Text extract:
++++++

My friend recently visited me. We were fighting a lot for a few days and it made me wonder why we were even friends because she was making me feel bad about myself by overreacting to things and then criticizing me 9 ways to Sunday for it. I think the problem was a class in personality + stupid miscommunications. It's not that I think I'm blameless but I realize how both our reactions to what happened could have been better whereas she seems to be making it out to be that it's mostly my fault.

Any how so she left. Not even a week later she's telling me how she looked up stuff that the maid of honour has to do and that she doesn't think I'll even have time because of school and the fact I live so far away so she's going to ask her mom to do most of the stuff and I'll basically be a bridesmaid.

Now, this is actually true, which is funny... I will be busy and there was a high chance I wouldn't be able to keep up. But I could have delegated and asked the other 2 girls in the bridal party to help out. Plus there are always the groomsmen. It's not like I had to do 100% everything and obviously there were a number of things I couldn't do because I do live far away (I would have to take a plane). And I think that's the problem. She's very dependent on other people. I almost feel like she can't make a decision by herself, which isn't as brutally mean as it might seem. It's just an observation.

++++++

(Labeled region entries)
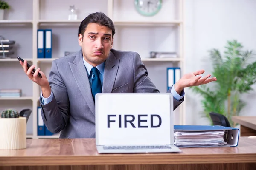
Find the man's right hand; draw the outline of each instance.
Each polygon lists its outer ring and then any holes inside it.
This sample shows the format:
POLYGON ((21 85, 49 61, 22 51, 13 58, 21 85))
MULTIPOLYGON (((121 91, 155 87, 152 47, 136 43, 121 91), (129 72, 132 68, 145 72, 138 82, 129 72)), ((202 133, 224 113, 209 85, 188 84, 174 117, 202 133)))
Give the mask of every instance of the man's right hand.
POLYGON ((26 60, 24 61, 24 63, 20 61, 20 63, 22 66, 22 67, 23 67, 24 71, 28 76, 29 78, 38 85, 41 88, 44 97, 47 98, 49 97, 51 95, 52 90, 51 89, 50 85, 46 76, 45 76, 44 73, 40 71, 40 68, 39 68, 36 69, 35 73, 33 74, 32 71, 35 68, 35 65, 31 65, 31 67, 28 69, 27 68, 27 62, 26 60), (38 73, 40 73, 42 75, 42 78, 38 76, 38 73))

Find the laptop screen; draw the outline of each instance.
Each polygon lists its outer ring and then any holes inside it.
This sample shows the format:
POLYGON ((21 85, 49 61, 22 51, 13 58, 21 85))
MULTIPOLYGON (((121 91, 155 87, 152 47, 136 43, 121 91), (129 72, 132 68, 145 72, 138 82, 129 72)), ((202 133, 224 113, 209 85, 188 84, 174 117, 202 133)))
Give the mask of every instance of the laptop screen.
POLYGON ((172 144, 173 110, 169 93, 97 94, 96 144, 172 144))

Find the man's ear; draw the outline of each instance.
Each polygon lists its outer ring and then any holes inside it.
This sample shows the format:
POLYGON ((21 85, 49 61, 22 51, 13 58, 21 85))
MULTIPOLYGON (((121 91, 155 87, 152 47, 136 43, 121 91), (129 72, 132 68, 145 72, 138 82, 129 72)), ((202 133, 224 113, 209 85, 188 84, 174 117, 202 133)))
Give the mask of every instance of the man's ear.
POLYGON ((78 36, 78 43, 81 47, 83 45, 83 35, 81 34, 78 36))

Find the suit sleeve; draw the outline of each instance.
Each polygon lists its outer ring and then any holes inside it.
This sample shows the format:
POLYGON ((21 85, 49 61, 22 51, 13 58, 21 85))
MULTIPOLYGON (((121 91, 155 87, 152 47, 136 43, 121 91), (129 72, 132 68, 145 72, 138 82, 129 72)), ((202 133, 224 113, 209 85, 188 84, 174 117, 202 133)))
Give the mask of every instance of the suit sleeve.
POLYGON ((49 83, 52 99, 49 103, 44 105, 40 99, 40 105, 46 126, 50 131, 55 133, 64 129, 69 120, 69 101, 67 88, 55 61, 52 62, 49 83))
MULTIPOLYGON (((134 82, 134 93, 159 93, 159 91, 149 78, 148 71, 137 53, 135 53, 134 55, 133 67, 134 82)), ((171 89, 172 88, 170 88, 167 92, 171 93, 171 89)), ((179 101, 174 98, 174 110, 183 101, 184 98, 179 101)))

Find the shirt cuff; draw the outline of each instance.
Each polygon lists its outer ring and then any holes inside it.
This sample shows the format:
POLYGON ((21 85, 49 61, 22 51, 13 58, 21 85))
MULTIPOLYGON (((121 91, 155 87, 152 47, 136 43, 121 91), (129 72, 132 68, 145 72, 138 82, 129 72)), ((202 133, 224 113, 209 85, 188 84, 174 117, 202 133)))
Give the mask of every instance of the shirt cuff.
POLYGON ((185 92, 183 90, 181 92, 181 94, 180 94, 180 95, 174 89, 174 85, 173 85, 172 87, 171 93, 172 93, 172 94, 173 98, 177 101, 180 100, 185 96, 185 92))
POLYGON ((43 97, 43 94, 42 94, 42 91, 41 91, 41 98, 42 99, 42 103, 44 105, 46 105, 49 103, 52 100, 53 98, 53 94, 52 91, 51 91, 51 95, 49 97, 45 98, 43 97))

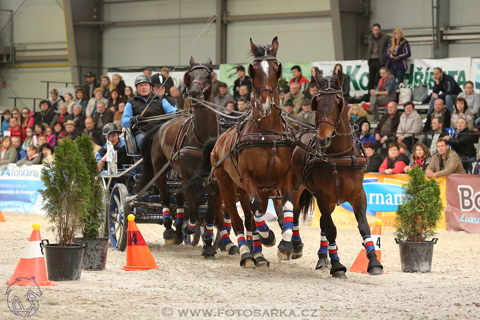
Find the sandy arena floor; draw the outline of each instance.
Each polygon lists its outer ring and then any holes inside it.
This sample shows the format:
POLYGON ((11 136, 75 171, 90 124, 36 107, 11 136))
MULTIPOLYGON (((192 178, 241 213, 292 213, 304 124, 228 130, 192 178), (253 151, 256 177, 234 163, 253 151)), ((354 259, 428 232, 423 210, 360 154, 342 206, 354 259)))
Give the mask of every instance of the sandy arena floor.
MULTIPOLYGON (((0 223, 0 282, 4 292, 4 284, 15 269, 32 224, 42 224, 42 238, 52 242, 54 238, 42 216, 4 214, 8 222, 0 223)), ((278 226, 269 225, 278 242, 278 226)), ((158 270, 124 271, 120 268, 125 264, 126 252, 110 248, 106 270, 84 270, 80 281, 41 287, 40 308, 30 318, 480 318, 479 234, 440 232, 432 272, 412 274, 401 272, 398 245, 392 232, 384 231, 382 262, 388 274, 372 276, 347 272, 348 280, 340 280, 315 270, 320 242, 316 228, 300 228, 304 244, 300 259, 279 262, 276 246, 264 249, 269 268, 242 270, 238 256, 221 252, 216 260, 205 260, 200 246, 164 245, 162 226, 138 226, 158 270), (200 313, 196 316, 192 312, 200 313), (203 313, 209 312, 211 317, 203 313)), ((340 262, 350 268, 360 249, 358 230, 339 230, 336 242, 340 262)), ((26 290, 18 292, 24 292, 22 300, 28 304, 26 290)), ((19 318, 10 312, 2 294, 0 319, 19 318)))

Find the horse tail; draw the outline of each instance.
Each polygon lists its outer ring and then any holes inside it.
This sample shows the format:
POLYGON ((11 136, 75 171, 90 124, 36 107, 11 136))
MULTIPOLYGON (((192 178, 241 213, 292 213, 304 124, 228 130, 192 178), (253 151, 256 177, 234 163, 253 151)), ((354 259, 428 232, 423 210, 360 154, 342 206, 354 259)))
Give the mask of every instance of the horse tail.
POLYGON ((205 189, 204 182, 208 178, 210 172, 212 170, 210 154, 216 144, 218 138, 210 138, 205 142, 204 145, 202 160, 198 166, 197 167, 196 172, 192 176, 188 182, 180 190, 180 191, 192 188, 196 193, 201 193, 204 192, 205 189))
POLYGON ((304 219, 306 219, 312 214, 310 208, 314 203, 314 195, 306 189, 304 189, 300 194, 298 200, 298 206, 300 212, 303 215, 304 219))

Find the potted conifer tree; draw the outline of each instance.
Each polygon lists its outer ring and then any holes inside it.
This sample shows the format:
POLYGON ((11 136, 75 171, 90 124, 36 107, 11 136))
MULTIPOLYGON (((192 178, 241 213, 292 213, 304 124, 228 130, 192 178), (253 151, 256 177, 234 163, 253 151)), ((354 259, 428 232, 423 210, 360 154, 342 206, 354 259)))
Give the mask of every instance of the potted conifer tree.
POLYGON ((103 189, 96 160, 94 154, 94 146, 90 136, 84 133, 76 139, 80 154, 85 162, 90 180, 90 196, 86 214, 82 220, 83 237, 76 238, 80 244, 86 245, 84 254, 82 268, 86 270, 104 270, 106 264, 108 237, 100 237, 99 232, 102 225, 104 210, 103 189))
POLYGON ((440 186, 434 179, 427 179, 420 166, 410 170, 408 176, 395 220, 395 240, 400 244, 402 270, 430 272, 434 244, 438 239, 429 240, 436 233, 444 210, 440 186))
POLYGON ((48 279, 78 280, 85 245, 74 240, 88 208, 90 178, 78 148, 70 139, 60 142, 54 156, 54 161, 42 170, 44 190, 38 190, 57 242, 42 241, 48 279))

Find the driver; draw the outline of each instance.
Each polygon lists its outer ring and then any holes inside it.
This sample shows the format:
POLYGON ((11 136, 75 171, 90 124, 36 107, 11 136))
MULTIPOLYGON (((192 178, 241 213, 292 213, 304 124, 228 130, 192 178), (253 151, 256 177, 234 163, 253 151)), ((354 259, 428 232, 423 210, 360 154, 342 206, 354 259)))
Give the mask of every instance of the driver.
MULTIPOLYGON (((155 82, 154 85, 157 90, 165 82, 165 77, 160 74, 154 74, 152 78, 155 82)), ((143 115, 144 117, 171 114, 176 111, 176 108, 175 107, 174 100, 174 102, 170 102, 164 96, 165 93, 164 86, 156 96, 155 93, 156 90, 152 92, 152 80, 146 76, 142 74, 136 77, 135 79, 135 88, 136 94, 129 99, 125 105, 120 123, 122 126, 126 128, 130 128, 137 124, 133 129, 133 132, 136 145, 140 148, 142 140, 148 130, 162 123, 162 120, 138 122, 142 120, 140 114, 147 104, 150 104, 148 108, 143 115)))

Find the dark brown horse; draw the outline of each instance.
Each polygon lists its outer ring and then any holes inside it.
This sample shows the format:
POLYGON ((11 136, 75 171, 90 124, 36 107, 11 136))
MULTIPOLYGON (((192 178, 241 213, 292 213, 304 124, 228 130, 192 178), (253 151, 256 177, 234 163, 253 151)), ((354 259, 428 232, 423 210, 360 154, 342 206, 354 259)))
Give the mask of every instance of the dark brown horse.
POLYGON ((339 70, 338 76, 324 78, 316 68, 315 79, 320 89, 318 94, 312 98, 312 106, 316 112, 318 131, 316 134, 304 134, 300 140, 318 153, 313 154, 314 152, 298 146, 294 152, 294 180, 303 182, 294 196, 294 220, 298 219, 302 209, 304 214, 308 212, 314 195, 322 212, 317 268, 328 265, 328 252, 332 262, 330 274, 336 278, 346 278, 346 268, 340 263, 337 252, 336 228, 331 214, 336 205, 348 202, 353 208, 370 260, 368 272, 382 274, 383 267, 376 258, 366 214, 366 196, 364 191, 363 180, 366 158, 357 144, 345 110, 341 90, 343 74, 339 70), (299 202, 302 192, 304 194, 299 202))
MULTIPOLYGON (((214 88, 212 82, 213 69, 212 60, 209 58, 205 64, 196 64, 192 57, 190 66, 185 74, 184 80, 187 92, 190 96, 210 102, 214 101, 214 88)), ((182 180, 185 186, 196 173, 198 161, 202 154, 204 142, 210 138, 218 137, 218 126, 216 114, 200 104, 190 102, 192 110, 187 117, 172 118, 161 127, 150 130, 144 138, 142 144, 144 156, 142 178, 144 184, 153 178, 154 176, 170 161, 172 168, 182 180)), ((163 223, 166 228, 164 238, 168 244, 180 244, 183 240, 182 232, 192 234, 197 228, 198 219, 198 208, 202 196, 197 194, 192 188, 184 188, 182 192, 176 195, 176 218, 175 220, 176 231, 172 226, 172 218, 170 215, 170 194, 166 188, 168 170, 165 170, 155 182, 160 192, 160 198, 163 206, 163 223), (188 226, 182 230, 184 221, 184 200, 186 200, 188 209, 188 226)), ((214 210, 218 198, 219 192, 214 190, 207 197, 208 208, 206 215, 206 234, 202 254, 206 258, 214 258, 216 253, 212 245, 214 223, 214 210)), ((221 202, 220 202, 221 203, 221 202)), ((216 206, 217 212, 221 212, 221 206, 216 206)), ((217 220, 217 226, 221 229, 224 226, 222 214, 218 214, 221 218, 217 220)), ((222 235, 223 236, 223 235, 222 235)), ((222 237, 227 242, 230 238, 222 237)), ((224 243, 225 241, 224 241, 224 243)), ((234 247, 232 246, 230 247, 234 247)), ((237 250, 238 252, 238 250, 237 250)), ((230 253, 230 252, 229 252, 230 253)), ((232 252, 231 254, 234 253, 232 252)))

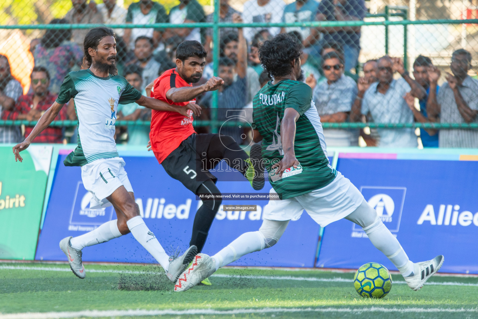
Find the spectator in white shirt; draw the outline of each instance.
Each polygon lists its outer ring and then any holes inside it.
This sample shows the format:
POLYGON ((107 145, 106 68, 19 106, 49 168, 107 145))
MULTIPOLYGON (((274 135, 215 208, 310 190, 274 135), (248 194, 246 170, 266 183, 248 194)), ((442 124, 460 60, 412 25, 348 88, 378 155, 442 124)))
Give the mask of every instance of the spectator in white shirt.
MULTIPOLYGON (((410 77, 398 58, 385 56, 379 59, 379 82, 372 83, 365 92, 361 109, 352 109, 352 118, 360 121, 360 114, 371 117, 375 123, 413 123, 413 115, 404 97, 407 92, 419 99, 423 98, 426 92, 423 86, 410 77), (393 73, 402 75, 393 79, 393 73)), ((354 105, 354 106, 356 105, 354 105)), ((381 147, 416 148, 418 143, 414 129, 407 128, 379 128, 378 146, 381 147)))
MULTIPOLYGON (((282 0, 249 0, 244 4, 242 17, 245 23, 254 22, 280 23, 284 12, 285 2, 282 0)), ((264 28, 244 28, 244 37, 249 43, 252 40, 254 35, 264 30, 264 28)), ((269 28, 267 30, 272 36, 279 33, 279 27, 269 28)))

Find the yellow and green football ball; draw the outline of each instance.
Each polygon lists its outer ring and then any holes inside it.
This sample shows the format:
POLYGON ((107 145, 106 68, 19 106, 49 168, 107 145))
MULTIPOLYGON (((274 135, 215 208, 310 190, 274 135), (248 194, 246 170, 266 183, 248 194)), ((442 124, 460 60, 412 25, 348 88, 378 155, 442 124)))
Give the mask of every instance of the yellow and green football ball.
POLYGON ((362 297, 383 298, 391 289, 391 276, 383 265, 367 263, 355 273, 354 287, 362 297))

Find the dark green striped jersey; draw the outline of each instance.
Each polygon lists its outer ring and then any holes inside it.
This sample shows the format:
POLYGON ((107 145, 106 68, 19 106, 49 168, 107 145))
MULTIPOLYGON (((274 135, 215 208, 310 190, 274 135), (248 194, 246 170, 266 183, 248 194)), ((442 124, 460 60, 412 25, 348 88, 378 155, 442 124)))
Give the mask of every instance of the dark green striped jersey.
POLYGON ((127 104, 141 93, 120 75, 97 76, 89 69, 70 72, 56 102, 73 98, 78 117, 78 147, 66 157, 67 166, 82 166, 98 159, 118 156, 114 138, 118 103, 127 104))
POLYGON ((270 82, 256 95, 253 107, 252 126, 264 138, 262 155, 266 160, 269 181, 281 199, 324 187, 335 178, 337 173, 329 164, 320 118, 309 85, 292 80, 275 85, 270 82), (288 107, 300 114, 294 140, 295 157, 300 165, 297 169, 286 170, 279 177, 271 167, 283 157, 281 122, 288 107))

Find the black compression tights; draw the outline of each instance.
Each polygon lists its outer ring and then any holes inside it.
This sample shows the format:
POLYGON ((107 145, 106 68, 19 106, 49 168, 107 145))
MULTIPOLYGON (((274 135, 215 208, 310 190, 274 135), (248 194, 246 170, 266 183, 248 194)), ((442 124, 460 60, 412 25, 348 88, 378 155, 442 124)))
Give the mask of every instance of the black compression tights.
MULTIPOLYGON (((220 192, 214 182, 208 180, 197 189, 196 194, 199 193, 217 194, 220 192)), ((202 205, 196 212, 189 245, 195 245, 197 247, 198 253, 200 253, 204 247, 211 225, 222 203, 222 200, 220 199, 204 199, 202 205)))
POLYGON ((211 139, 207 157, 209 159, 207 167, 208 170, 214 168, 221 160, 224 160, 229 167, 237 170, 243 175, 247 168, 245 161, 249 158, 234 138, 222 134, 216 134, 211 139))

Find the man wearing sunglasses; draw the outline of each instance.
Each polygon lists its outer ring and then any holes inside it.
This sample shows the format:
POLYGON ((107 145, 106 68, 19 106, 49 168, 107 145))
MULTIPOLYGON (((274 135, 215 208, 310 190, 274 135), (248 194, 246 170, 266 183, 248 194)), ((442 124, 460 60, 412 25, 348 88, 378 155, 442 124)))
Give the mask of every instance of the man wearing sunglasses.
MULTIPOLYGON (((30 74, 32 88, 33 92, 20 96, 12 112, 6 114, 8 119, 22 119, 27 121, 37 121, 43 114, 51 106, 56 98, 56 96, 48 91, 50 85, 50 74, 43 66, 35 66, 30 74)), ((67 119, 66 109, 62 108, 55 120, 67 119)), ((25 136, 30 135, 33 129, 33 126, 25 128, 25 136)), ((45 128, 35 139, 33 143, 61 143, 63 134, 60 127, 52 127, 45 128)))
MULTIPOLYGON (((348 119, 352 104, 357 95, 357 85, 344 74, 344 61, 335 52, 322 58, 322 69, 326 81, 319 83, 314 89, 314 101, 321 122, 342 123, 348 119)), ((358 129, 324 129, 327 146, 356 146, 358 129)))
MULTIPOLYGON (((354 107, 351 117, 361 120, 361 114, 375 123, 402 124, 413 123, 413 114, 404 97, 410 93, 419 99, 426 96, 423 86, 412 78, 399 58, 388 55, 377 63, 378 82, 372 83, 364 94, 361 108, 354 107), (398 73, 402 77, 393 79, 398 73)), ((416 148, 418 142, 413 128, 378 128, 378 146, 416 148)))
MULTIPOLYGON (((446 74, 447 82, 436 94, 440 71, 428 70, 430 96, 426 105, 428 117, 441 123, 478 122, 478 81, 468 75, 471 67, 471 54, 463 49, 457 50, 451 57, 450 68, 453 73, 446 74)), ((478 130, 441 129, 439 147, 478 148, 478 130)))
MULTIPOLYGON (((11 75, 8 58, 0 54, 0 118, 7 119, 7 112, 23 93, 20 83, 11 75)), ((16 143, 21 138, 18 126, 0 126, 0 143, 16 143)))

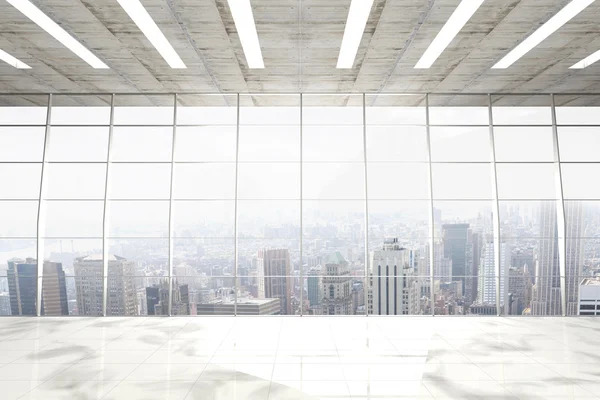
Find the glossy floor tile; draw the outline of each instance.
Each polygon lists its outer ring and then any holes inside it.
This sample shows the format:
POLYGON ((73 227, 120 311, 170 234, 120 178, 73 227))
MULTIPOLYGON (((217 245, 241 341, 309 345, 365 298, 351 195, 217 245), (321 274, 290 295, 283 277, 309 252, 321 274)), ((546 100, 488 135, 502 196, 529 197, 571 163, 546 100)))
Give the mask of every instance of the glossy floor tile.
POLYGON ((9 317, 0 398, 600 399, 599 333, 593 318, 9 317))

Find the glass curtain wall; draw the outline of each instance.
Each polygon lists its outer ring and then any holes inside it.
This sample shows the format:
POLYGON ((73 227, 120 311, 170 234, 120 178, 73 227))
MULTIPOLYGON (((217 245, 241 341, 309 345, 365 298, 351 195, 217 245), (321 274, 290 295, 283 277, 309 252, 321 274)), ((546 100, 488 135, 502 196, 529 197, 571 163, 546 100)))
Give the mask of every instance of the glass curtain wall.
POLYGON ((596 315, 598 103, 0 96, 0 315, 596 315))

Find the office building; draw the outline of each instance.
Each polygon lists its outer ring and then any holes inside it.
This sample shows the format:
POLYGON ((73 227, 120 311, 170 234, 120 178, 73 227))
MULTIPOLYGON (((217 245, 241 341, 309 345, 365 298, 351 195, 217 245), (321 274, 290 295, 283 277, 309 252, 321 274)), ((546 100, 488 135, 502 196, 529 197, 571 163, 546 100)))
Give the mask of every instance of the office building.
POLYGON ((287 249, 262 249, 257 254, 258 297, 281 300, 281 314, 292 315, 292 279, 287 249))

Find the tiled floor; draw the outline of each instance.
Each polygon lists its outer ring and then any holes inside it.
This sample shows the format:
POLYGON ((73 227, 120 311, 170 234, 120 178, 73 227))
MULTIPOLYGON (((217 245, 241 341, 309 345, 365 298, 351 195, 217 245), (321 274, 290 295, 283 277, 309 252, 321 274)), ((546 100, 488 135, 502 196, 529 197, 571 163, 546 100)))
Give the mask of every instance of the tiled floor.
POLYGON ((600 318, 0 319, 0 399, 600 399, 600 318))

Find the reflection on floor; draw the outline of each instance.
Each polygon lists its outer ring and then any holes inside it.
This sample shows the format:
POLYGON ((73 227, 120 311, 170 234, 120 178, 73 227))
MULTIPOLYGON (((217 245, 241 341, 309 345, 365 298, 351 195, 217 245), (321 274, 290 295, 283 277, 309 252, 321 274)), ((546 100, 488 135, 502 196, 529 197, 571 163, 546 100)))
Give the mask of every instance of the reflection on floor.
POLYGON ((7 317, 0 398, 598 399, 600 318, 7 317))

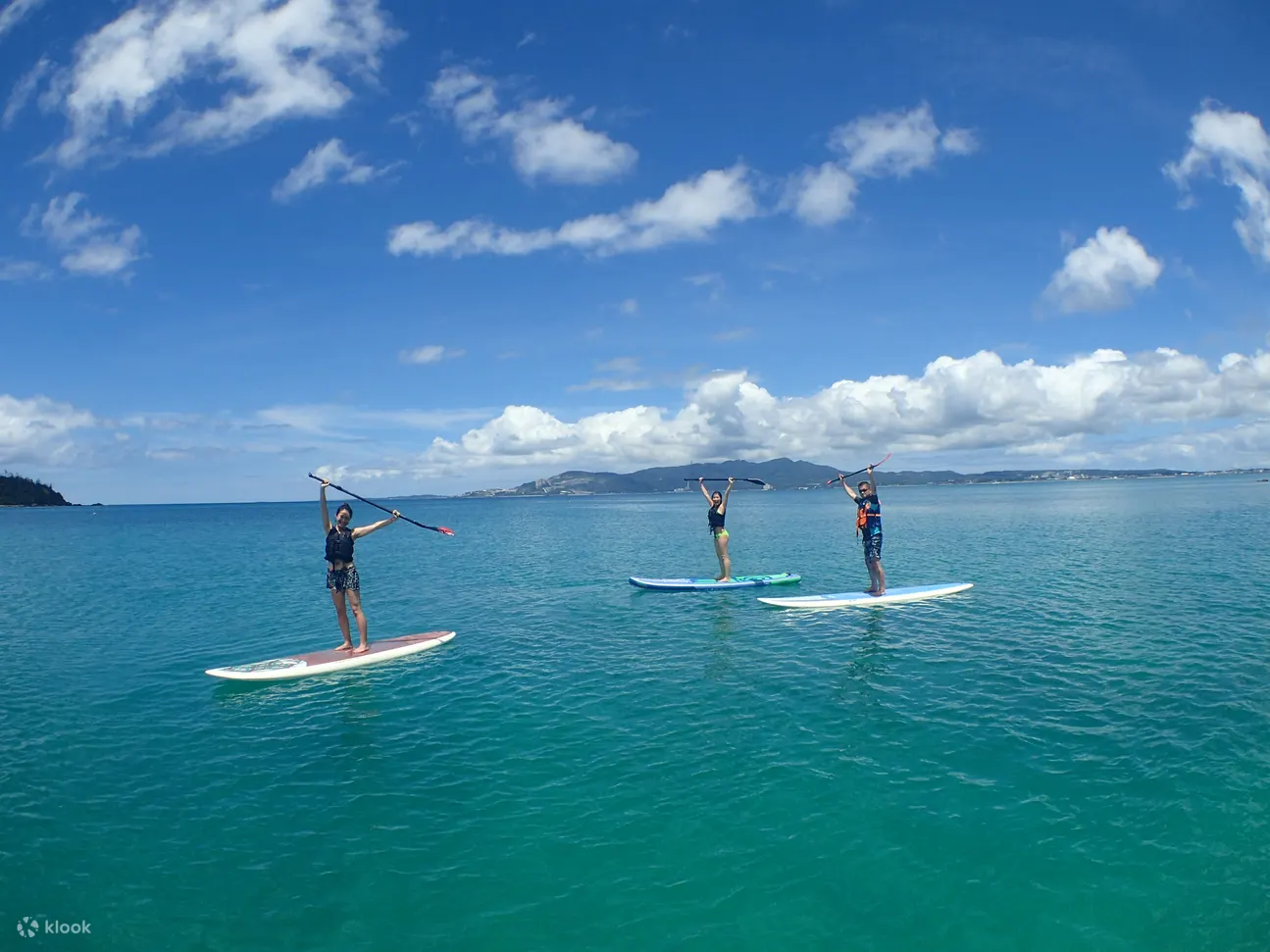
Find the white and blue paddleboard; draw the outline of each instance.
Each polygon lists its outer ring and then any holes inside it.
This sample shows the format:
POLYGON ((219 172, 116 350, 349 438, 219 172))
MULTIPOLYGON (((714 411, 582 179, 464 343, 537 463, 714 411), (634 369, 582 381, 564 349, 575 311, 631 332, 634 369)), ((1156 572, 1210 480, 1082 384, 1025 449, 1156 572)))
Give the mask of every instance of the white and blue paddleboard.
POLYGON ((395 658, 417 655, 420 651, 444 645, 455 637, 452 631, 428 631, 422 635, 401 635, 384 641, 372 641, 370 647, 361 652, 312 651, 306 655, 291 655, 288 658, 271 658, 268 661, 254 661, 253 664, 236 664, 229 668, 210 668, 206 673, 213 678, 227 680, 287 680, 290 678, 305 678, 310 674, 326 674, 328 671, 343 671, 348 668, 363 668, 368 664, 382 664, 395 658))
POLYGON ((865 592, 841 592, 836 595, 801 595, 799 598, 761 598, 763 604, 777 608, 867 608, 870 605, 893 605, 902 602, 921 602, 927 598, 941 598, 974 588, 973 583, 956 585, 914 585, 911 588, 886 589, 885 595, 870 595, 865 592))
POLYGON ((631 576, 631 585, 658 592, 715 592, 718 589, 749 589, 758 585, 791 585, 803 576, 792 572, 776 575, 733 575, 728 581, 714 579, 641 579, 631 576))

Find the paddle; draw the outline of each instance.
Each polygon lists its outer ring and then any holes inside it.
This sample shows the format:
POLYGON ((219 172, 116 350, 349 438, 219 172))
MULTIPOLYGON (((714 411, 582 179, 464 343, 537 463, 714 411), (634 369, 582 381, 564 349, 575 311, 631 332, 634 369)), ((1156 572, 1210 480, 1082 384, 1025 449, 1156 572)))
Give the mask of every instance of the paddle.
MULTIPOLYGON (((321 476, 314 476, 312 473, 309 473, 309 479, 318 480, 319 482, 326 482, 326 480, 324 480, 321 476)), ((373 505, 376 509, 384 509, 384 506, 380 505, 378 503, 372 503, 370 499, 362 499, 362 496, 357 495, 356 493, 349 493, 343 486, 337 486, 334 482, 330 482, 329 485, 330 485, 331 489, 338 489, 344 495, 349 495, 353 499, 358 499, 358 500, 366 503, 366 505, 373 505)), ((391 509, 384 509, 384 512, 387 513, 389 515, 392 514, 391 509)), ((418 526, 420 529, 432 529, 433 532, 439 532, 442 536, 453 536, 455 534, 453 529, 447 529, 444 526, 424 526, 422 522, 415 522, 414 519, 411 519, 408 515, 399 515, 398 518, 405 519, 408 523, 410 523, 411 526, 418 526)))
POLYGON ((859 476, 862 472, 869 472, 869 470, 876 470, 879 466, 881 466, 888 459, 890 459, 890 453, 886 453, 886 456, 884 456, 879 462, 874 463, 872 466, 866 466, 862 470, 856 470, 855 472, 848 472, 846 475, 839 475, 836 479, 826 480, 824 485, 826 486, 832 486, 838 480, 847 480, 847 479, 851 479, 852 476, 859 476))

++++++

Exercise instructions:
**1.** Rewrite the entries from their beginning up to and including the line with "POLYGON ((78 36, 78", keeping the requests, but add 149 to every coordinate in the answers. Leave the pictures out.
**2.** Carry the account of the friend and the maid of honour duties further, starting after its last sentence.
These entries have no connection to the text about the friend and the maid of honour role.

The answers:
**1.**
Find the man's right hand; draw the outline of each instance.
Each polygon lists its outer ring and then any holes inside it.
This sample shows the format:
POLYGON ((21 85, 49 61, 22 51, 13 58, 21 85))
MULTIPOLYGON (((121 91, 155 87, 152 47, 136 43, 121 91), (129 72, 132 68, 145 72, 138 82, 129 72)), ((202 133, 224 113, 209 85, 188 84, 174 117, 202 133)))
Give the mask of every instance of the man's right hand.
POLYGON ((175 209, 173 210, 173 212, 169 210, 169 212, 171 215, 171 216, 172 216, 173 220, 177 225, 178 227, 187 234, 190 237, 193 246, 196 247, 198 246, 200 244, 201 239, 200 238, 199 234, 195 225, 194 225, 193 222, 189 220, 189 217, 188 217, 185 218, 184 222, 182 223, 181 220, 184 217, 184 214, 180 214, 180 216, 177 218, 176 217, 176 211, 175 209), (187 222, 189 222, 191 224, 191 227, 187 225, 187 222))

Find the laptop screen; draw the outline of each instance.
Each polygon lists its outer ring and then any holes inside it.
This sample shows the format:
POLYGON ((21 85, 49 61, 22 51, 13 58, 21 85))
MULTIPOLYGON (((121 91, 155 87, 152 47, 136 43, 121 91), (129 72, 132 68, 145 72, 138 82, 129 72)), ((202 133, 224 113, 209 85, 188 84, 174 117, 202 133)))
Give the mask of every instance of the laptop screen.
POLYGON ((321 293, 322 259, 318 242, 246 243, 245 293, 321 293))

Find the man's ear; draw the outline of each instance.
Each polygon lists its outer ring and then any holes inside it.
This sample shows the format:
POLYGON ((21 85, 49 61, 22 51, 13 58, 21 85))
MULTIPOLYGON (((121 91, 155 87, 152 47, 136 43, 121 91), (129 72, 132 68, 145 72, 138 82, 129 72)), ((202 133, 224 113, 209 85, 188 84, 174 117, 202 133)))
Give the mask of every instance of the man's ear.
POLYGON ((227 185, 227 192, 230 196, 232 194, 232 184, 230 183, 227 185))

**2.**
But I feel like she would have already known this and that the timing seems suspicious. We have this serious clash that was bad enough to have us questioning our friendship. Yes we resolved it but I feel like the damage is done. But afterwards she was acting like it was all ok and even suggesting we do another trip together.

Am I overthinking this? Is she being a little 2 faced? Or should I let her know (gently) that I feel like she wasn't being very honest in relabelling me as a bridesmaid earlier?

Edit: obviously if I confront her I would present it in a way that would allow her to defend herself instead of making it seem like I already know that this is what she was going after
?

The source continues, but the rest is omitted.